Records excerpted from a collection
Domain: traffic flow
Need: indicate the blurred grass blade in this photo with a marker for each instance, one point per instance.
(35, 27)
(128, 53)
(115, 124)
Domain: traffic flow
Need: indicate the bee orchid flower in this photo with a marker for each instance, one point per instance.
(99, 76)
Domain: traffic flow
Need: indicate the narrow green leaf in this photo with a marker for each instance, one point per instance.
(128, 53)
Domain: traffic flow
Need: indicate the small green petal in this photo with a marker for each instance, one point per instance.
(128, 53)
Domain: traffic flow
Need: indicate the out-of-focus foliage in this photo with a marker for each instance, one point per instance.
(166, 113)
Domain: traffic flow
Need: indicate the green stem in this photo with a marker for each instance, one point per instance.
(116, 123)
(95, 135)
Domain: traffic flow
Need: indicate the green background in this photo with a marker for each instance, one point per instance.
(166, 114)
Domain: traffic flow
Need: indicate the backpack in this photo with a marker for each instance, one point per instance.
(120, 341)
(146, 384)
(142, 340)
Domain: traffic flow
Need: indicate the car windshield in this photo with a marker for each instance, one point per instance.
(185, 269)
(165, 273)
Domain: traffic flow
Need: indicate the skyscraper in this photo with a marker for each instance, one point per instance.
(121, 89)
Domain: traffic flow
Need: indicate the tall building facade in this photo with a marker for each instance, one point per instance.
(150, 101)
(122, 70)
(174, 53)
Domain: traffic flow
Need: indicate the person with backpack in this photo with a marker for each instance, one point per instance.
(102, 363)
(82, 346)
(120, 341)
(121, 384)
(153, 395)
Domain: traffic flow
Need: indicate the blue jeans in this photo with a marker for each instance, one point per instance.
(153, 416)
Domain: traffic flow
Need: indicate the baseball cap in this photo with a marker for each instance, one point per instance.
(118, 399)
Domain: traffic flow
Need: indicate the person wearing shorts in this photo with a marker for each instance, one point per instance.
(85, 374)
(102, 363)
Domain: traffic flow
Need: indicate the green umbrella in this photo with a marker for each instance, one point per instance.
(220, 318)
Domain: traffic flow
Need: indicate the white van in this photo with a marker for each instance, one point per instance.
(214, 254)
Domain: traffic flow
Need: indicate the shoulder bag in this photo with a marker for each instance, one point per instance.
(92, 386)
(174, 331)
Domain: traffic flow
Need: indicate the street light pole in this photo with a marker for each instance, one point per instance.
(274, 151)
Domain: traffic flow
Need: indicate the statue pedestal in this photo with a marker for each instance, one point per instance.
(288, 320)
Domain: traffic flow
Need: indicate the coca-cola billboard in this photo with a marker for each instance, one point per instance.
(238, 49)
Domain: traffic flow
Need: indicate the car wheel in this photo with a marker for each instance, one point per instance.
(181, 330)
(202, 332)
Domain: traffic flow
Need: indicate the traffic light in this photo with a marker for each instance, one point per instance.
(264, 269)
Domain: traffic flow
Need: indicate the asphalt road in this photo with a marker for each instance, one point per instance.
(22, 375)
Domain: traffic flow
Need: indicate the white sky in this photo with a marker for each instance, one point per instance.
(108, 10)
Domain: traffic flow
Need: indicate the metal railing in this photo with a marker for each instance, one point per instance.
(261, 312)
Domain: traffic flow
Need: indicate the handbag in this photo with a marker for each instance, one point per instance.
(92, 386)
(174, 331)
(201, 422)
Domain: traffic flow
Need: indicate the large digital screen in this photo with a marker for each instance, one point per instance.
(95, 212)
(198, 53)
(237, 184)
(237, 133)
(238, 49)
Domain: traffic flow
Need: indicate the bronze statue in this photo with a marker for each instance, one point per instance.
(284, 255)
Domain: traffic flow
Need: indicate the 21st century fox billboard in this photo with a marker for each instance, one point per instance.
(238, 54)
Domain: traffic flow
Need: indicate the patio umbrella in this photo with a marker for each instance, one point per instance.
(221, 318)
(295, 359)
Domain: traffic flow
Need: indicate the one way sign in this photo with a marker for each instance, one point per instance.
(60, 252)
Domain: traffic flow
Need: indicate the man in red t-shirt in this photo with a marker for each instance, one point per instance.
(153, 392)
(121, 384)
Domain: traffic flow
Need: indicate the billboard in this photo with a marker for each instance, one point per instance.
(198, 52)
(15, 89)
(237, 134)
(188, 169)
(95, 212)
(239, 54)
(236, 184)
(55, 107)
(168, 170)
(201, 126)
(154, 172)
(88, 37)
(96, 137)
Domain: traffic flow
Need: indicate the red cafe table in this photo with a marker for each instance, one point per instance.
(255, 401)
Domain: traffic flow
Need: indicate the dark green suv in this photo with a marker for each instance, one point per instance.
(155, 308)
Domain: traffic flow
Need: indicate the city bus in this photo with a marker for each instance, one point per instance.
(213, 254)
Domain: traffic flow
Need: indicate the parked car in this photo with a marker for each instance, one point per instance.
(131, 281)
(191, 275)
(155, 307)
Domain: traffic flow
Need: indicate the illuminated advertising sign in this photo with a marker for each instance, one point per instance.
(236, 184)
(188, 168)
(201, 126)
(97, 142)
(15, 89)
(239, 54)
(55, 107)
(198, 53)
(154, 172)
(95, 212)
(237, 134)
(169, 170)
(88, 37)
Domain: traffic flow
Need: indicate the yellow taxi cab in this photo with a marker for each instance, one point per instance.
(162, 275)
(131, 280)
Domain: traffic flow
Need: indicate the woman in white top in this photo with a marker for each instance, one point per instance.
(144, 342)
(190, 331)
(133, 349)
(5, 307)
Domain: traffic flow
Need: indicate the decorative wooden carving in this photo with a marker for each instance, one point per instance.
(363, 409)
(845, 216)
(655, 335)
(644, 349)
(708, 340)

SET PROBLEM. Report every line of the data above that contains the word "white". Case counts.

SOLUTION FOR THIS PROBLEM.
Need: indicate the white van in this photo with a marker for each instance, one point per instance.
Need: indicate the white sky in this photo with a marker for each instance, one point per instance.
Need: indicate the woman in white top in this photo with a marker for each instance, one point per instance.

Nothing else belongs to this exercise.